» Auszug zum Lesen
Auch Ritter (CVUA Freiburg) berichtet von Veränderungen im Krankheitsverlauf der Nosemose, so traten im Gegensatz zur klassischen schleichenden Form Krabbler und Verluste während des ganzen Jahres auf. Im Winter starben manche Völker in kurzer Zeit ab und die Bienen lagen tot im Kasten (anders als in Spanien, wo die Beuten meist einfach bienenleer blieben). Ob diese Erscheinungen mit der neuen Form der Nosema zusammenhängen, lasse sich momentan nicht abschließend klären.

Diagnose

Die Diagnose wird anhand einer mikroskopischen Untersuchung von Nativpräparaten des Darms oder des zerriebenen Hinterleibs fluguntüchtiger und damit verdächtiger Bienen auf Sporen gestellt. Hierbei lassen sich die beiden Erregertypen Nosema apis und Nosema ceranae nicht oder nur sehr schwer unterscheiden (dazu bedarf es gentechnischer Untersuchungen).

Behandlung

Die Behandlung kann mit dem Antibiotikum Fumagillin (aus Aspergillus fumigatus) erfolgen, welches die Entwicklung der Sporen im Darm verhindert. Es beseitigt jedoch nicht die Sporen selbst. Eine Desinfektion der Waben und Gebrauchsgegenstände ist empfohlen. Empfindlich sind die Sporen gegenüber Essigsäure, Formalin, Ultraschall und Gammastrahlung. Auch eine biologische Bekämpfung durch Brutablegerbildung ist möglich.

Eine Vorbeugung ist durch Pflegemaßnahmen wie Nachelternpflege möglich.

Nosemose bei anderen Tieren

Erreger der Gattung Nosema befallen auch andere Insekten, z. B. Nosema vespula (europäische Wespenarten), Nosema oulemae (Getreidehähnchen), Nosema trichoplusiae (Gammaeulenart Trichoplusia ni), Nosema furnacalis (Zünslerart Ostrinia furnacalis), Nosema necatrix (Eulenfalterart Mythimna unipuncta), Nosema bombycis (Seidenspinner). Die durch Nosema bombycis hervorgerufene Flecksucht (Pébrine-Krankheit) ist eine der wichtigsten parasitären Erkrankungen der Seidenraupe.

» Datenauszüge
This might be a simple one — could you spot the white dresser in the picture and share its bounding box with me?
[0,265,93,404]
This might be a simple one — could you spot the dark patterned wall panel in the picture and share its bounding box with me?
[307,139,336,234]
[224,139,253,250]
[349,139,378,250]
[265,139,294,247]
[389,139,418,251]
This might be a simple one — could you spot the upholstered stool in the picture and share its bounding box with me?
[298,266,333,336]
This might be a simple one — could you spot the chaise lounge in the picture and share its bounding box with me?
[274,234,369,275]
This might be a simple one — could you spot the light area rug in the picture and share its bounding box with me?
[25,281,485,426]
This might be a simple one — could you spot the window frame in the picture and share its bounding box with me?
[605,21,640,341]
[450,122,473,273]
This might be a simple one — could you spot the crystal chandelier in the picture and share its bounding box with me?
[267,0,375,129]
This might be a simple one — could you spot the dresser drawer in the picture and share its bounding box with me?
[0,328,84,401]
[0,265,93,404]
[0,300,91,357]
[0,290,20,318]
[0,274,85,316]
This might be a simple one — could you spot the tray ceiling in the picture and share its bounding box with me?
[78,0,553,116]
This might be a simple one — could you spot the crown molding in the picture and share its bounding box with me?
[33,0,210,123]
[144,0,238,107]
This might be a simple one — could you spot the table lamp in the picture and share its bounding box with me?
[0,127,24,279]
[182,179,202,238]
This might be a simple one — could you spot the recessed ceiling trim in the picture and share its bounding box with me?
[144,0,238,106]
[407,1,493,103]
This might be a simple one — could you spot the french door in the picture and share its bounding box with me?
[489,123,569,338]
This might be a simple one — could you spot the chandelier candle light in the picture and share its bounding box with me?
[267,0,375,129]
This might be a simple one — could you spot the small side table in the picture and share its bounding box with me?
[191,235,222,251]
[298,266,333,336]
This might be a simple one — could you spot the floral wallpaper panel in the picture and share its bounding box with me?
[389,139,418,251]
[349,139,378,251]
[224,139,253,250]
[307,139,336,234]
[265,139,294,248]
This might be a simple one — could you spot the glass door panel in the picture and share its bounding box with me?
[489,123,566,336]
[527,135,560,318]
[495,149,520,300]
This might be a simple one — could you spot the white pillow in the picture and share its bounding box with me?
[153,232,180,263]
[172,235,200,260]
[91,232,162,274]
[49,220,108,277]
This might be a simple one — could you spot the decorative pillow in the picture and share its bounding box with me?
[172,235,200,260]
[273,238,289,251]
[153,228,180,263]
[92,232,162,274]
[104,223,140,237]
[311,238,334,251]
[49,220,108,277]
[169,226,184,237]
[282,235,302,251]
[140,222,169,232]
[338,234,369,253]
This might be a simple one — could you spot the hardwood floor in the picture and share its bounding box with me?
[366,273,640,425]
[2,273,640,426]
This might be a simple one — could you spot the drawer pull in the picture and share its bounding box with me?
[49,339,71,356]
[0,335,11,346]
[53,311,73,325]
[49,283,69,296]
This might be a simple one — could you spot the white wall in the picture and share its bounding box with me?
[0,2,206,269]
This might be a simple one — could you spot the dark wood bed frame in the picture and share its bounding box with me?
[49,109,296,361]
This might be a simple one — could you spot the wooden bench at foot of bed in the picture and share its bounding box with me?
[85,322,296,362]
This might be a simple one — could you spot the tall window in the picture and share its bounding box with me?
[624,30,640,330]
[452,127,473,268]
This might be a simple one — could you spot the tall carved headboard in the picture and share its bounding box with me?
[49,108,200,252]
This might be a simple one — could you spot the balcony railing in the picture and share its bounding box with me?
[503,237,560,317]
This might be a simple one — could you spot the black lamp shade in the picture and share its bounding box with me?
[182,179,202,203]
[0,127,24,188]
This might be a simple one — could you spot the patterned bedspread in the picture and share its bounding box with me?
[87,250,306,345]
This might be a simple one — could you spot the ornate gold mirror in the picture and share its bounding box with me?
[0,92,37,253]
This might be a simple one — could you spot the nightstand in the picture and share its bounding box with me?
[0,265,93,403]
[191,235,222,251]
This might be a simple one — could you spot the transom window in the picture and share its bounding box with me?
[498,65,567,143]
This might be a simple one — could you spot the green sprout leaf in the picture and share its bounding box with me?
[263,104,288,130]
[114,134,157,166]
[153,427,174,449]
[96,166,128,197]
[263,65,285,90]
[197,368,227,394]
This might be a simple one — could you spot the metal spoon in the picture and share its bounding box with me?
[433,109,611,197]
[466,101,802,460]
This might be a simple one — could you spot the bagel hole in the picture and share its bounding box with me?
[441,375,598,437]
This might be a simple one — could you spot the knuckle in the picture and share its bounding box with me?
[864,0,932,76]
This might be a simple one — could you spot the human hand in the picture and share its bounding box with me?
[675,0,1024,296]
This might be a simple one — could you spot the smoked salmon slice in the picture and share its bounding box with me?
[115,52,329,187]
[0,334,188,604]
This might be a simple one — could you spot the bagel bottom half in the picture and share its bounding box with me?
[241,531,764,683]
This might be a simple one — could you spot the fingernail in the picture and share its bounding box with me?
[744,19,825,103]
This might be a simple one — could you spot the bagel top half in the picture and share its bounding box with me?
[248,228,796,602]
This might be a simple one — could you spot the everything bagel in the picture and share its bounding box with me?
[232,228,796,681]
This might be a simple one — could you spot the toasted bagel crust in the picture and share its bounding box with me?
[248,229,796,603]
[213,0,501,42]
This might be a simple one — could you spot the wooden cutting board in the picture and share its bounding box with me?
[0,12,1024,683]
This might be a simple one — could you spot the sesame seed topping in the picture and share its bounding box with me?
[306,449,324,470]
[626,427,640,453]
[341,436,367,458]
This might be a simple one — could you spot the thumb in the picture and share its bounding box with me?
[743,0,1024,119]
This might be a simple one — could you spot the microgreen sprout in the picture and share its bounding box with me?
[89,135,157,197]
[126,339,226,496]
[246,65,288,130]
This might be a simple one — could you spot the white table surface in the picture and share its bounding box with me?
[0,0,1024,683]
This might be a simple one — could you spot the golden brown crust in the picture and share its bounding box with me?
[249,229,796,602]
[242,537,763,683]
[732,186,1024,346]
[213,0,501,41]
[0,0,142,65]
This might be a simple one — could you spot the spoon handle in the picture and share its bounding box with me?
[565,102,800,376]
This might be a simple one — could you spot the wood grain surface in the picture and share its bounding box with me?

» Ihre Aufgabe
Fassen Sie im Text über die Nosemose den Absatz, der mit „Die Behandlung kann mit dem Antibiotikum“ beginnt, als Stichpunktliste zusammen und behalten Sie dabei seine wesentlichen Fakten bei. Die Datensätze spielen hierfür keine Rolle.

» Übungsergebnis
- Behandlung mit dem Antibiotikum Fumagillin (aus Aspergillus fumigatus) möglich
- Fumagillin verhindert die Entwicklung der Sporen im Darm, beseitigt die Sporen selbst aber nicht
- Empfohlen: Desinfektion der Waben und Gebrauchsgegenstände
- Sporen sind empfindlich gegenüber Essigsäure, Formalin, Ultraschall und Gammastrahlung
- Biologische Bekämpfung durch Brutablegerbildung ebenfalls möglich